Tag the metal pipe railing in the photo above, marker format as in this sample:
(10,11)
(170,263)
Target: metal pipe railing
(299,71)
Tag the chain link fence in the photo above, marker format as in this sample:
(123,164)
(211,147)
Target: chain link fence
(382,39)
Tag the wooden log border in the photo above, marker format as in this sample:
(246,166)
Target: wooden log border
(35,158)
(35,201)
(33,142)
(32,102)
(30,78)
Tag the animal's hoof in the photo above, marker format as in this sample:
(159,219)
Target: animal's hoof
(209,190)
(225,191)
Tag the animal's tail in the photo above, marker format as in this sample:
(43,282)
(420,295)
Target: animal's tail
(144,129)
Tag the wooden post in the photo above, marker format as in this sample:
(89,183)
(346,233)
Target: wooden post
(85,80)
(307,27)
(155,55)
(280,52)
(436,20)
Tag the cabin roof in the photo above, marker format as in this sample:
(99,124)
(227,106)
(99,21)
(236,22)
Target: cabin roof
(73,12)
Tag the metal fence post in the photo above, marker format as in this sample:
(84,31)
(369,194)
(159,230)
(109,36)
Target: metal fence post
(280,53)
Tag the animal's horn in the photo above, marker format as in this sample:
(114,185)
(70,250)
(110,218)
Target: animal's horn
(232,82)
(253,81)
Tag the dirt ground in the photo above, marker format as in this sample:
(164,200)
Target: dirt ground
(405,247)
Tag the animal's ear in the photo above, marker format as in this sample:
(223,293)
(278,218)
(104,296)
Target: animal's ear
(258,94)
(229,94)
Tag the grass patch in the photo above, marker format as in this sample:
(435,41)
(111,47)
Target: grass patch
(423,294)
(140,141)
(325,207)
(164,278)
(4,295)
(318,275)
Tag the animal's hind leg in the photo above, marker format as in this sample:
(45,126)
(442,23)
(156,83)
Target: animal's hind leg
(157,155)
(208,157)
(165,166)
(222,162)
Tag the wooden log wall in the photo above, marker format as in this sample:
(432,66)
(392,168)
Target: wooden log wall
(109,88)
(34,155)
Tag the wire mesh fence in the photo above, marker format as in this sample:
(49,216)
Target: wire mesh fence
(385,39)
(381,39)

------------

WHAT IS NEEDED: Produce the entries above once more, identical in every detail.

RESULT OF THIS EXERCISE:
Tag the metal pipe railing in the photo above, marker format as in this sample:
(10,11)
(170,263)
Target: metal pipe railing
(299,71)
Tag the chain link fence in the photo above, marker format as in this sample:
(123,164)
(211,147)
Target: chain link fence
(382,39)
Tag the wooden log border in the photo above, marker format as in this sample:
(246,166)
Target: wooden log border
(35,158)
(35,201)
(33,142)
(32,102)
(30,78)
Tag the animal's hoof in the photo above, marker format as in this sample:
(159,219)
Target: animal's hoof
(209,190)
(225,191)
Tag the animal's tail in the photo above, marker format as in this sample:
(43,282)
(420,295)
Target: animal's tail
(144,129)
Tag the wooden post in the photo above, marker format as in this sample:
(89,183)
(346,233)
Target: wooden post
(85,80)
(307,27)
(155,55)
(280,52)
(436,20)
Tag the cabin roof in the photo above, marker format as in this sample:
(99,124)
(227,106)
(99,21)
(236,22)
Target: cabin roof
(73,12)
Tag the metal fence post in the photo above, marker format as in this sample:
(84,31)
(369,194)
(159,230)
(109,36)
Target: metal fence post
(280,53)
Tag the animal's horn in the photo above, marker format as in this sample:
(114,185)
(70,250)
(110,218)
Target: animal's horn
(232,82)
(253,81)
Tag the dirt ground in the photo above, marker format as in this sample:
(164,200)
Target: dirt ground
(405,247)
Tag the animal's ear in the photo above, marker format as in this sample:
(223,293)
(278,218)
(104,296)
Target: animal's ear
(258,94)
(229,94)
Tag the grass patch in the photo above, marker format as in this sample:
(435,41)
(111,47)
Target: grass patch
(423,294)
(140,141)
(325,207)
(164,278)
(4,295)
(318,275)
Tag the animal's hind leg in the photo above, marker format as in this sample:
(45,126)
(442,23)
(156,83)
Target: animal's hind leg
(157,155)
(208,157)
(165,166)
(222,162)
Tag the wooden log wall in the photo above, marker format as in this sample:
(432,66)
(392,168)
Target: wooden log wall
(109,88)
(34,155)
Tag the wire mesh fence in the photo above, marker format as in this sample:
(49,216)
Target: wire mesh fence
(385,39)
(381,39)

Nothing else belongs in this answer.